*Job a*: In the contribution agreement amendment, what date is given for the Original Agreement?
═════ Document segment ═════
Exhibit 6.25 

 

FIRST AMENDMENT TO CONTRIBUTION AGREEMENT

 

THIS FIRST AMENDMENT TO CONTRIBUTION AGREEMENT (this “First Amendment”) is entered into as of this 10th day of June 2016, by and between Holmwood Capital, LLC, a Delaware limited liability company (“Contributor”), and HC Government Realty Holdings, L.P., a Delaware limited partnership (“OP”).

 

RECITALS

 

A.                Contributor and OP entered into that certain Contribution Agreement dated as of March 31, 2016 (the “Original Agreement”) pursuant to which Contributor agreed to contribute to OP those certain improved real properties as more particularly described in the Original Agreement for the consideration specified therein.

 

B.                 Contributor and OP desire to amend the Original Agreement as set forth herein. Capitalized terms used but not defined herein shall have the meaning ascribed to them in the Original Agreement.

 

AGREEMENT

 

NOW, THEREFORE, in consideration of the promises and mutual agreements contained herein, and other good and valuable consideration, the receipt and sufficiency of which are hereby acknowledged, the parties hereto do hereby agree as follows:

 

1.                  The recitals and introductory paragraphs hereof form a part of this Agreement as if fully set forth herein.

 

2.                  Exhibit B. The Original Agreement is hereby amended by deleting Exhibit B in its entirety and inserting the following therefor:

 

 

 

 

 

 

 

[First Amendment continues on the following page]

 

 
 

 

Exhibit B

 

OP Unit Consideration

 

The number of OP Units constituting the OP Unit Consideration shall equal the Aggregate Value (as defined below) divided by $10.00.

 

Aggregate Value” shall mean $9,303,777, increased by principal amortization from debt service on the Existing Loans and the MCF from January 1, 2016 to the Closing Date, which Aggregate Value is allocated among the Properties as follows:

 

                  Property       Portion of Aggregate Value
Port Saint Lucie Property  
Jonesboro Property  
Lorain Property  
Port Canaveral Property  
Johnson City Property  
Ft. Smith Property  
Silt Property  
Lakewood Property  
Moore Property  
Lawton Property  

*Table to be completed at Closing.
═════
*Job b*: Please express the listing below as a two-column CSV with columns "request" and "points", one row per request and each field quoted with line breaks turned into spaces. Cover only the listing from the line containing "Can you find the chrome" down to the line containing "[[441, 304]]", both included.
═════ Extracted data ═════
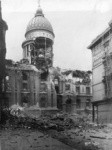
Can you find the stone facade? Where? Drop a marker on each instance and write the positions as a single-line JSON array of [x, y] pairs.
[[101, 49]]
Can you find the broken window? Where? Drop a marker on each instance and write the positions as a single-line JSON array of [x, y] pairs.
[[7, 82], [25, 87], [78, 89], [43, 102], [87, 90], [25, 77], [88, 103], [43, 87], [68, 101], [78, 103], [67, 87]]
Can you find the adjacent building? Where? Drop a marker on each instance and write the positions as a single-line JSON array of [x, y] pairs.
[[101, 49], [74, 94]]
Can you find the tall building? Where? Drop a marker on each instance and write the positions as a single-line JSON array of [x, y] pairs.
[[30, 82], [101, 49]]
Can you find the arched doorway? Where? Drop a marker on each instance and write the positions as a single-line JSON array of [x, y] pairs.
[[68, 104], [43, 102]]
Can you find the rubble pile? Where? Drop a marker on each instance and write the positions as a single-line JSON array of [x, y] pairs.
[[59, 122], [69, 129]]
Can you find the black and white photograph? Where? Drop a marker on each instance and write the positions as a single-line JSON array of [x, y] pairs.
[[55, 74]]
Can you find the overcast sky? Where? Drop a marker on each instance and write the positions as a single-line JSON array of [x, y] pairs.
[[75, 22]]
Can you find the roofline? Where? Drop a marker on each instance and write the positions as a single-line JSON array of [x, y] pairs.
[[98, 38], [40, 30]]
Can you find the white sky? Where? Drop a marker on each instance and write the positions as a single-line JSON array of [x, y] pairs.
[[75, 22]]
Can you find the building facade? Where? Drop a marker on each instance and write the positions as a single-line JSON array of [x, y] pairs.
[[101, 49], [29, 82], [74, 96]]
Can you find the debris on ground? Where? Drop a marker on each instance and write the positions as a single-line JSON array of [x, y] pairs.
[[75, 130]]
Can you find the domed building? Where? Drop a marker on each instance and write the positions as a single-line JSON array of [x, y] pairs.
[[38, 51], [38, 46], [29, 82]]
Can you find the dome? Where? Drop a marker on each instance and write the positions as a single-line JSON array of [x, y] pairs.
[[39, 22]]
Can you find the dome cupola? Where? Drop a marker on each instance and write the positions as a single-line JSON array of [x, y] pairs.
[[39, 26]]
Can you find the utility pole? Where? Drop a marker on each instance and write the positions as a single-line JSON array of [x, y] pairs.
[[3, 28]]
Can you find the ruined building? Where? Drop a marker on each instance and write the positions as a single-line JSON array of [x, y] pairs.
[[101, 49], [30, 82]]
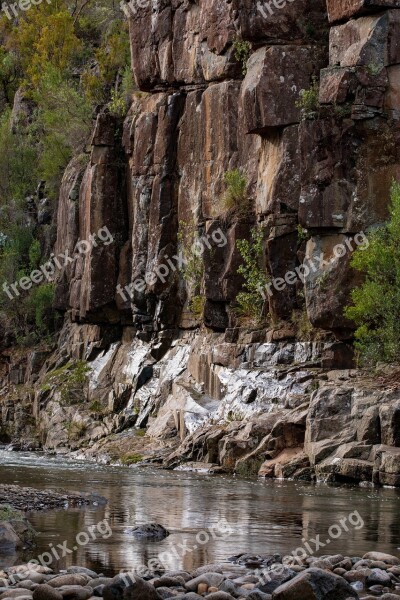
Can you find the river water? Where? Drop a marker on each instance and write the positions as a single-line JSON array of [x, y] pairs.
[[264, 516]]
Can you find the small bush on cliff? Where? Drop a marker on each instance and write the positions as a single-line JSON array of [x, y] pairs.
[[242, 52], [308, 100], [376, 303], [250, 302], [236, 200], [70, 380]]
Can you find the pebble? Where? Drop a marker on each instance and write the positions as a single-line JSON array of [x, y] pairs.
[[375, 574]]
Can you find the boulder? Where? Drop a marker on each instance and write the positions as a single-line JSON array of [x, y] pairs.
[[340, 10], [315, 584], [153, 531], [275, 77], [70, 579], [141, 590]]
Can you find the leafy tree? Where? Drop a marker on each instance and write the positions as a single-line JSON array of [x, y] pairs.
[[250, 302], [376, 303]]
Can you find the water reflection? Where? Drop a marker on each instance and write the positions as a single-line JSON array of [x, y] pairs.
[[266, 516]]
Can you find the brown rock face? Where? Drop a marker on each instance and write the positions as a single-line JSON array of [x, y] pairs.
[[339, 10], [275, 77]]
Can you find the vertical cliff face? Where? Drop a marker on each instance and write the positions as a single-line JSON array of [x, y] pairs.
[[318, 175], [326, 169]]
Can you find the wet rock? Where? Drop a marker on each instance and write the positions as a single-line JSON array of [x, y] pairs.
[[151, 530], [141, 590], [315, 584], [378, 577], [8, 537], [46, 592], [83, 570], [211, 579], [70, 579], [75, 592], [16, 593]]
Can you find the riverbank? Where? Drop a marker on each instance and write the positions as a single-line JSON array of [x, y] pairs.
[[27, 499], [338, 577]]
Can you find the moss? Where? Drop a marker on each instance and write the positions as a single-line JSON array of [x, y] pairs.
[[8, 513]]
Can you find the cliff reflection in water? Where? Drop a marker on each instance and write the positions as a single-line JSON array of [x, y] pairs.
[[265, 516]]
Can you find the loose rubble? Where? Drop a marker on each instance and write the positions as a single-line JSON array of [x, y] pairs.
[[26, 499], [330, 577]]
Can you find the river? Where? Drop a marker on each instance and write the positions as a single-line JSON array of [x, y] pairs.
[[264, 516]]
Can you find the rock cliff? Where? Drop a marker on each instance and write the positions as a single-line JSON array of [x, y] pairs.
[[282, 399]]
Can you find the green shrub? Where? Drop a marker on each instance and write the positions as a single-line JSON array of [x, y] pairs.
[[71, 380], [376, 303], [308, 101], [242, 52], [236, 200], [250, 302], [197, 305], [117, 104]]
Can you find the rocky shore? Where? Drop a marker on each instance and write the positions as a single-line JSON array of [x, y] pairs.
[[26, 499], [331, 577]]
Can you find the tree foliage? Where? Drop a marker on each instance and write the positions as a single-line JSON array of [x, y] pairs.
[[376, 303]]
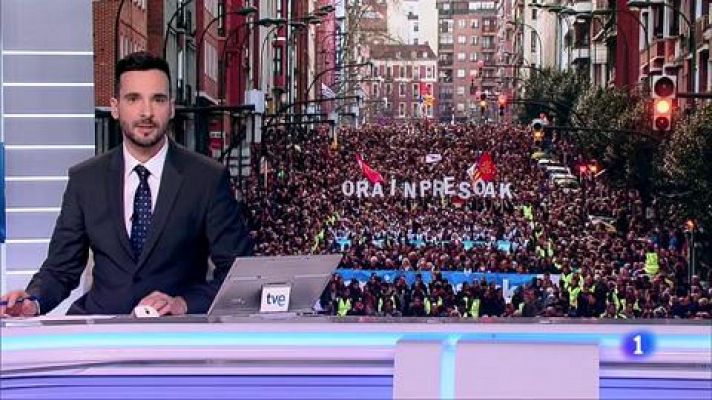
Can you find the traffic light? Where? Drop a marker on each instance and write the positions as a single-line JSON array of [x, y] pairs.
[[662, 114], [664, 88], [502, 100]]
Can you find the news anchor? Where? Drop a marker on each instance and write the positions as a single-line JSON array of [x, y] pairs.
[[151, 212]]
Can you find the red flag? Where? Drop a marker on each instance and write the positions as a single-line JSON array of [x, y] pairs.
[[486, 167], [371, 174]]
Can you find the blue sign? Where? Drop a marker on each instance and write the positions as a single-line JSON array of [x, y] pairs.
[[508, 282], [2, 192]]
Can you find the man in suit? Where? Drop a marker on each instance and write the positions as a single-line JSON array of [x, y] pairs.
[[151, 211]]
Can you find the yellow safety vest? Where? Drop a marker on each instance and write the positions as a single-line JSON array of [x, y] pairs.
[[651, 263], [343, 307], [475, 308]]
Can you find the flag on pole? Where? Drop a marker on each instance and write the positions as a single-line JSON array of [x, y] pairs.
[[483, 168], [488, 171], [474, 172], [371, 174], [433, 158], [327, 92]]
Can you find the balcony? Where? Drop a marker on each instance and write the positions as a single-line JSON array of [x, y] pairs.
[[489, 30], [657, 55], [671, 58], [599, 4], [579, 54], [582, 6]]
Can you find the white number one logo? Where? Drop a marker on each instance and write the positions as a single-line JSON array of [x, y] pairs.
[[638, 345]]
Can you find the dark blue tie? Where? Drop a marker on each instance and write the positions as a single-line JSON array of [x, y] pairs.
[[141, 220]]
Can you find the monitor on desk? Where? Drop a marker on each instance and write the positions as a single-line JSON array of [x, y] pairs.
[[242, 291]]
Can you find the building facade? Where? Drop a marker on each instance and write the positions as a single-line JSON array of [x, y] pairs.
[[467, 48], [404, 82]]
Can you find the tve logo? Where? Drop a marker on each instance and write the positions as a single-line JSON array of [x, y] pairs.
[[275, 298]]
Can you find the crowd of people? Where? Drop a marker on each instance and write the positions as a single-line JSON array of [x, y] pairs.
[[615, 255]]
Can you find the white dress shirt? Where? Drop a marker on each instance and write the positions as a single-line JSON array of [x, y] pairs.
[[131, 180]]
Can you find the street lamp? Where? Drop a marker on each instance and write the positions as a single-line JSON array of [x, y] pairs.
[[179, 10]]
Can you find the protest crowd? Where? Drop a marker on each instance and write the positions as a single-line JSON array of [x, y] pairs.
[[594, 250]]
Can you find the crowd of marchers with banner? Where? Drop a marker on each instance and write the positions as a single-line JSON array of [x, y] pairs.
[[470, 221]]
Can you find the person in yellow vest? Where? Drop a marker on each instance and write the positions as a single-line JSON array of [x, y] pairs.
[[651, 262], [474, 309], [343, 306]]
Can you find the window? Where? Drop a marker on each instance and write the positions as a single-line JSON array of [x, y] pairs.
[[277, 61]]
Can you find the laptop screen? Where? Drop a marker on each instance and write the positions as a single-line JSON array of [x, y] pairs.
[[240, 293]]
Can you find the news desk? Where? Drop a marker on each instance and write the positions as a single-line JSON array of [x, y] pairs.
[[317, 357]]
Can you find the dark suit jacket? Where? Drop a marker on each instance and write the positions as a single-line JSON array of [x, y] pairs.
[[195, 216]]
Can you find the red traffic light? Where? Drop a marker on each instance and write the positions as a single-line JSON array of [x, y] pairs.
[[662, 114], [663, 86], [663, 106]]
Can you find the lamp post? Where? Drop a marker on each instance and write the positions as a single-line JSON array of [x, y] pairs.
[[334, 68], [117, 21], [183, 5]]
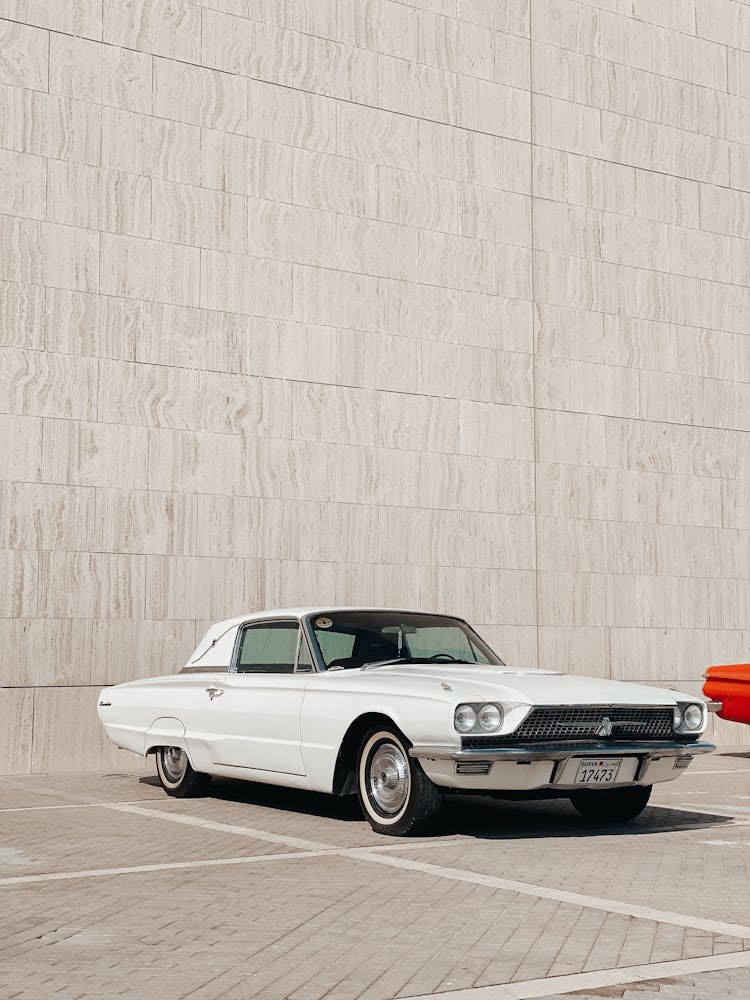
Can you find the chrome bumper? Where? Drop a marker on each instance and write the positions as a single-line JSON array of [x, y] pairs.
[[556, 751]]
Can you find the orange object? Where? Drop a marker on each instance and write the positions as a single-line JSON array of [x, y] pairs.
[[730, 684]]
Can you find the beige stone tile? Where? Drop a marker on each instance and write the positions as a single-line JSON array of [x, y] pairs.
[[457, 262], [195, 462], [169, 28], [458, 46], [80, 195], [666, 199], [240, 165], [46, 125], [724, 21], [21, 451], [240, 283], [584, 181], [667, 150], [567, 75], [38, 516], [738, 69], [22, 319], [335, 183], [575, 650], [408, 198], [147, 395], [512, 60], [75, 740], [94, 326], [377, 136], [183, 587], [139, 521], [153, 147], [336, 298], [495, 431], [671, 53], [146, 269], [379, 25], [90, 454], [183, 337], [291, 232], [200, 96], [569, 229], [128, 650], [378, 248], [725, 211], [295, 117], [24, 56], [104, 74], [19, 578], [512, 16], [41, 384], [81, 18], [17, 723], [243, 404], [91, 585], [570, 25], [46, 652], [195, 216], [22, 184], [570, 127], [495, 215]]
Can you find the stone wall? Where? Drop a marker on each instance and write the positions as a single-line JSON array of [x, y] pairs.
[[441, 304]]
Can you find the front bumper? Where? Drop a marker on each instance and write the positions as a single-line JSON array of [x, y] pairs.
[[535, 766]]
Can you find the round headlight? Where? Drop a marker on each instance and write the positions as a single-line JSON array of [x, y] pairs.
[[692, 717], [490, 718], [465, 718]]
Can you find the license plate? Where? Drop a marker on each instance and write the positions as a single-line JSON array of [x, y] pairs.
[[598, 772]]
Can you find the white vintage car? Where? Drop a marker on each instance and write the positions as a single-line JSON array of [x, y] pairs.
[[399, 707]]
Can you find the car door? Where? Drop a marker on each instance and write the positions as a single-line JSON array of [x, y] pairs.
[[253, 715]]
═════
*Complete output a*: March 31, 2016

*Complete output b*:
request,points
"Can you find the chrome bumper? Where? Drop a marker on each instance and write the positions as a single-line JSON array of [x, y] pairs.","[[556, 751]]"
"Can you find the orange object? Where? Drop a marker on each instance and write the positions as a single-line JSON array of [x, y] pairs.","[[730, 684]]"
"Can you find the beige stone tile? Where? Drop a marker on each instance and write the positions as a single-line JSON array of [x, y] pairs.","[[457, 262], [195, 462], [169, 28], [458, 46], [80, 195], [666, 199], [240, 165], [46, 125], [724, 21], [21, 451], [240, 283], [584, 181], [667, 150], [567, 75], [38, 516], [738, 69], [22, 319], [335, 183], [575, 650], [408, 198], [147, 395], [512, 60], [75, 740], [94, 326], [377, 136], [183, 587], [139, 521], [153, 147], [336, 298], [495, 431], [671, 53], [146, 269], [379, 25], [90, 454], [183, 337], [291, 232], [200, 96], [569, 229], [128, 650], [378, 248], [725, 211], [295, 117], [24, 56], [104, 74], [19, 578], [512, 16], [41, 384], [81, 18], [17, 723], [243, 404], [91, 585], [570, 25], [46, 652], [195, 216], [22, 184], [570, 127], [495, 215]]"
"Can you find the stone wall? Where? Drop a marker on each instance and write the positions as a single-line JSON array of [x, y] pairs.","[[441, 304]]"